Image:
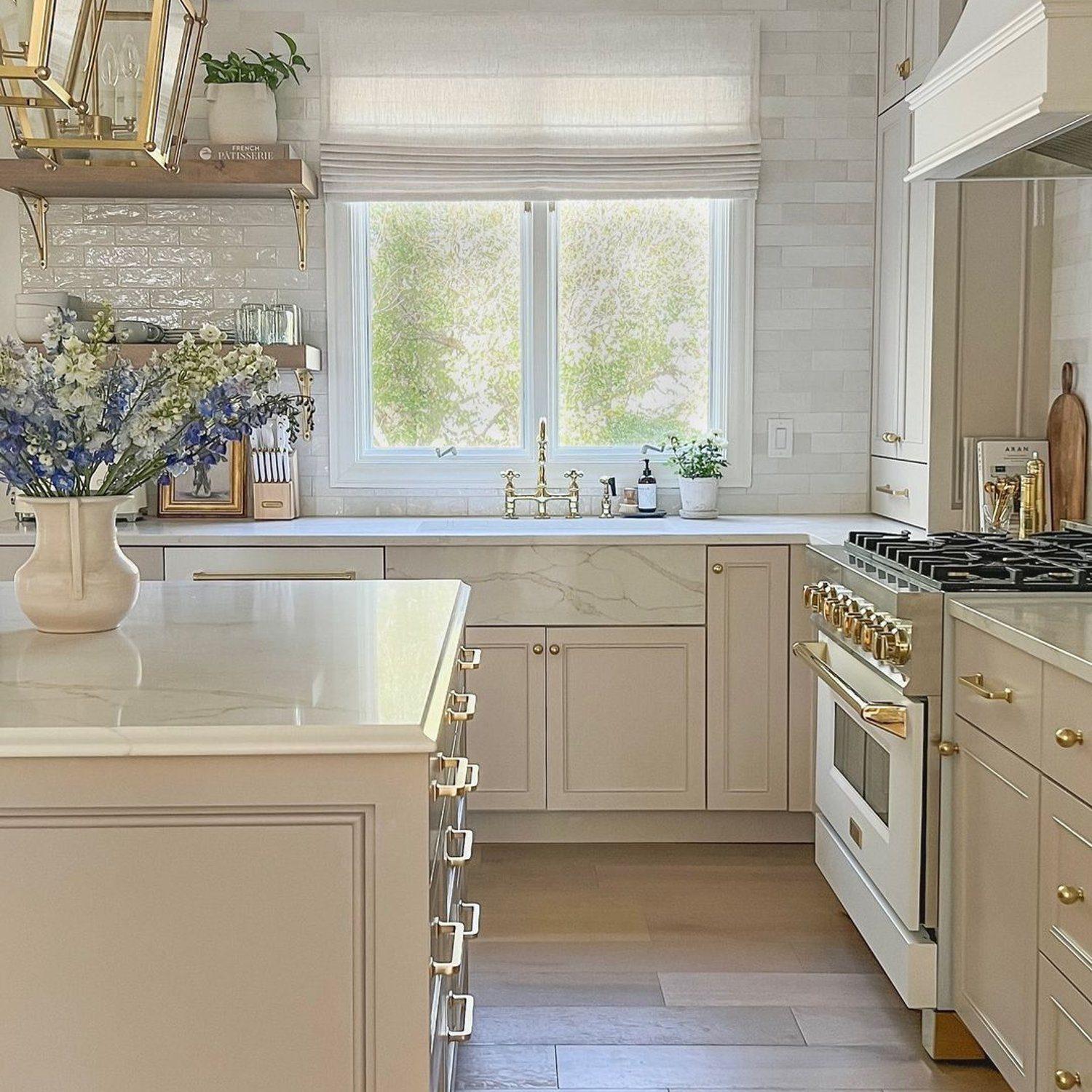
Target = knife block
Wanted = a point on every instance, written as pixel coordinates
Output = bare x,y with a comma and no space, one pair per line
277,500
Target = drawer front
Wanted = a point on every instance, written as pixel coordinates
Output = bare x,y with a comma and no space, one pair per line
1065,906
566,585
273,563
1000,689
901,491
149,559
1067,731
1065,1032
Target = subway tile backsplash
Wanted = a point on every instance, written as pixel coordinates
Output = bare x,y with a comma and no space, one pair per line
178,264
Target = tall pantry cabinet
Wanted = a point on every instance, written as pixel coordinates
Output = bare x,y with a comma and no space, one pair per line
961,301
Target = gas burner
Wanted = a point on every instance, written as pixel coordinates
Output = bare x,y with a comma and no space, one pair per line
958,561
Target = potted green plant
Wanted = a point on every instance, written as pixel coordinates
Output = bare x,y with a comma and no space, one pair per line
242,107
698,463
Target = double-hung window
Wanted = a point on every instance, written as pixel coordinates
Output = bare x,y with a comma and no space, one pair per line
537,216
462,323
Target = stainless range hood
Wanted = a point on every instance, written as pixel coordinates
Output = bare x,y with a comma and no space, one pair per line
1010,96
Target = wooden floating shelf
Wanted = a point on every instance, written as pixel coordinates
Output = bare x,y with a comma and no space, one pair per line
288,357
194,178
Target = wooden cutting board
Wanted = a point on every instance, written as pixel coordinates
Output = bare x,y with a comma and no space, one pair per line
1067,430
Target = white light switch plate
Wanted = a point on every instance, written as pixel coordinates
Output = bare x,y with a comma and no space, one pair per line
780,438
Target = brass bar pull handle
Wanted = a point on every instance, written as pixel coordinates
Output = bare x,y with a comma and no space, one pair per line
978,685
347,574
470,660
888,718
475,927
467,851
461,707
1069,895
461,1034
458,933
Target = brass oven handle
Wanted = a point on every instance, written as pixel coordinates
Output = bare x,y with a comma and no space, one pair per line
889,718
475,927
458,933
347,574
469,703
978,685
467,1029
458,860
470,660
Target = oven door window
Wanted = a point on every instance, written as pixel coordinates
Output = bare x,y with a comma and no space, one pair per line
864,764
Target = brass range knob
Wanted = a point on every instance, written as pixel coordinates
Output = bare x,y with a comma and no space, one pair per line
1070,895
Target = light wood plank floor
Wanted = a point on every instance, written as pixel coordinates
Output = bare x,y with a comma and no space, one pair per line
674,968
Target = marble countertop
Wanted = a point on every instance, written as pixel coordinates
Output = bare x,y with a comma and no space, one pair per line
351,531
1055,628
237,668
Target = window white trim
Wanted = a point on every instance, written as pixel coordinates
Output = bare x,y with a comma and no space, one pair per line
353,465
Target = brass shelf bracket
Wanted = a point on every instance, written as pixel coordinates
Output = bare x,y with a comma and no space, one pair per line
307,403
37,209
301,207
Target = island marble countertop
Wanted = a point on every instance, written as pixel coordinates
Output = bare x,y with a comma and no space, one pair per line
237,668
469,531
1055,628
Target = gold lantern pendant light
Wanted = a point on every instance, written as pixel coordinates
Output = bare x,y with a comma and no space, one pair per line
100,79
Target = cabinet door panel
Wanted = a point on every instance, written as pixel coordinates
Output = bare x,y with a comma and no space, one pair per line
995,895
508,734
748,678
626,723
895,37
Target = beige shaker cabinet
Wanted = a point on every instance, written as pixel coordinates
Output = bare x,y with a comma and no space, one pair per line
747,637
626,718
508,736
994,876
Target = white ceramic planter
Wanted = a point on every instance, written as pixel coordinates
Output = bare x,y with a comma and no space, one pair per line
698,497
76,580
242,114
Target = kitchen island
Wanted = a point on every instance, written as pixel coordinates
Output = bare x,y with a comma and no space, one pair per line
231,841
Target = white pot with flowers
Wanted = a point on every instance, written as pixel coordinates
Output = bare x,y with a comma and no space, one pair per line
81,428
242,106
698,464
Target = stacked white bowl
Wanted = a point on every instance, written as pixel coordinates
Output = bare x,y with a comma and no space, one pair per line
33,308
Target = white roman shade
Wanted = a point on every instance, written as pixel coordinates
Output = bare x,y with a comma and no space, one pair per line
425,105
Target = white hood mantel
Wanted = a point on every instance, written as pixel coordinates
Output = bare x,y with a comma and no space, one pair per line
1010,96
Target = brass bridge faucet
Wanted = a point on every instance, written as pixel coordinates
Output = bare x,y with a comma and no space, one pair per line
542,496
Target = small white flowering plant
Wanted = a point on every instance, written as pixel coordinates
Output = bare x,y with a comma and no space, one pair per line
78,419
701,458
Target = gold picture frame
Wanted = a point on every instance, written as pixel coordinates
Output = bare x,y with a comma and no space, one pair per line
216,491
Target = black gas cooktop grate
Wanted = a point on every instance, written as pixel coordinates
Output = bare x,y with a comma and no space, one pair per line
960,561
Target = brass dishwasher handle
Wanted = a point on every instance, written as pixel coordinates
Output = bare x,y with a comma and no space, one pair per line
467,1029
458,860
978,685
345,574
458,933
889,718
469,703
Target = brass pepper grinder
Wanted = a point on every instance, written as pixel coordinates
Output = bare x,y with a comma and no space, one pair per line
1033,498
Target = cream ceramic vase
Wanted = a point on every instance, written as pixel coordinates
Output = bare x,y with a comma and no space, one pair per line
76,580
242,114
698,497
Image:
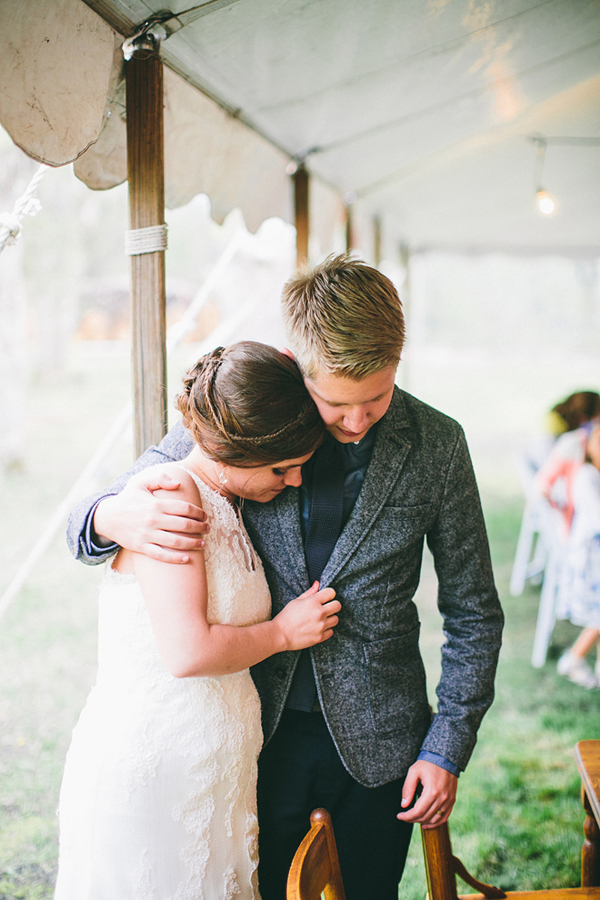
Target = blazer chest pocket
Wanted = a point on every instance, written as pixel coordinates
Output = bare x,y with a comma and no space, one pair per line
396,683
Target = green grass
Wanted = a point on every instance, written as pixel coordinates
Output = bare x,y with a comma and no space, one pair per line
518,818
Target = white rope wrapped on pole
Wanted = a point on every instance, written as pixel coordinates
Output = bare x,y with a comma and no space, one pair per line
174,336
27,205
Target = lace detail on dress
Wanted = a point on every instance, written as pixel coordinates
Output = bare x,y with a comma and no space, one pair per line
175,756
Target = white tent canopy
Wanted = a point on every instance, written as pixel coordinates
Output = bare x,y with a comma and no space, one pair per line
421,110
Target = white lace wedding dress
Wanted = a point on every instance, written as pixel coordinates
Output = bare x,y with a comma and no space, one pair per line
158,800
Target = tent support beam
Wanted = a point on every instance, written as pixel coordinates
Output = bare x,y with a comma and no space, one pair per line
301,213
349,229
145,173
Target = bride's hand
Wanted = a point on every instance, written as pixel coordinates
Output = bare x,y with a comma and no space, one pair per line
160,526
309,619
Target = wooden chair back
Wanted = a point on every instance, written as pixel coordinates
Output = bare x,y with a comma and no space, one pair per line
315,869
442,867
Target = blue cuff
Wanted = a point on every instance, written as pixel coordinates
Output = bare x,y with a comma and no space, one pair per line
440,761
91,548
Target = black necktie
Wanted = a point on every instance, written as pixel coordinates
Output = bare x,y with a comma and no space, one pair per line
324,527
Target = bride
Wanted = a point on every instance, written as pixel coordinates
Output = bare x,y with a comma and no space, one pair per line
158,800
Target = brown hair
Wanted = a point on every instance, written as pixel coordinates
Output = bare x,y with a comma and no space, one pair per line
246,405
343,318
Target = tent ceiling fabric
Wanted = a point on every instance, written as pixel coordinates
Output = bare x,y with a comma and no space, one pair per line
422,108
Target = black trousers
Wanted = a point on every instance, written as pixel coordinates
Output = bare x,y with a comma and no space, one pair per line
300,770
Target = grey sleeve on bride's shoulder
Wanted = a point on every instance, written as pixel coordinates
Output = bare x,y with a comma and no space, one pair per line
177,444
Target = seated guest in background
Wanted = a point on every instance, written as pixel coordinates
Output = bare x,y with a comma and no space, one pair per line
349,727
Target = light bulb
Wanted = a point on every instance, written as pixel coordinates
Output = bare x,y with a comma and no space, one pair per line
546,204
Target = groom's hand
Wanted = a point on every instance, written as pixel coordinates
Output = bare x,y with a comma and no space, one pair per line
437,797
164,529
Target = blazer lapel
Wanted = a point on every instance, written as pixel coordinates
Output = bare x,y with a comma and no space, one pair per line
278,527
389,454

Written exercise:
Please render the lines from the one containing "Target = groom's hand" through the end of the records above as a Markdown table with a Row column holding the row number and a Line column holding the line, skipping any blank lines.

Reply to the exercise:
| Row | Line |
|---|---|
| 1 | Target = groom's hand |
| 2 | Wanted = a point on every instance, written as pixel coordinates |
| 3 | Output = bare x,y with a comma and no space, one pair per line |
| 4 | 437,797 |
| 5 | 164,529 |
| 6 | Target = blazer lapel |
| 7 | Wanted = a point on every instance, written as pixel coordinates |
| 8 | Output = bare x,y with a comma and no space, one pair per line |
| 9 | 278,527 |
| 10 | 389,454 |